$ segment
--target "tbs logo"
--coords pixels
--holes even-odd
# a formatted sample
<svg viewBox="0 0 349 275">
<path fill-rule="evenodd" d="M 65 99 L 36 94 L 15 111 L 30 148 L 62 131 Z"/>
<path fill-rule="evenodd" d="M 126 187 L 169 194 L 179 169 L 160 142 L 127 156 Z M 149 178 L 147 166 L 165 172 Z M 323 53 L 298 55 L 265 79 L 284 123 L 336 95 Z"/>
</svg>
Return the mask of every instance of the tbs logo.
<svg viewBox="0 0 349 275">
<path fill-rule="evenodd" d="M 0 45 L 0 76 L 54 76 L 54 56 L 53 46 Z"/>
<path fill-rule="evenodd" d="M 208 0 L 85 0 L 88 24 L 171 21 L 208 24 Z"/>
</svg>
::::::::
Echo every line above verbatim, changing nothing.

Reply:
$ segment
--target "tbs logo"
--coords pixels
--holes even-odd
# a formatted sample
<svg viewBox="0 0 349 275">
<path fill-rule="evenodd" d="M 65 99 L 36 94 L 15 111 L 30 148 L 62 131 Z"/>
<path fill-rule="evenodd" d="M 126 187 L 169 194 L 179 169 L 160 142 L 127 156 Z M 149 178 L 147 166 L 165 172 Z M 323 53 L 298 55 L 265 79 L 284 123 L 336 95 Z"/>
</svg>
Return the mask of every instance of the tbs logo.
<svg viewBox="0 0 349 275">
<path fill-rule="evenodd" d="M 0 45 L 0 76 L 54 76 L 54 56 L 53 46 Z"/>
<path fill-rule="evenodd" d="M 208 0 L 85 0 L 88 24 L 171 21 L 208 24 Z"/>
</svg>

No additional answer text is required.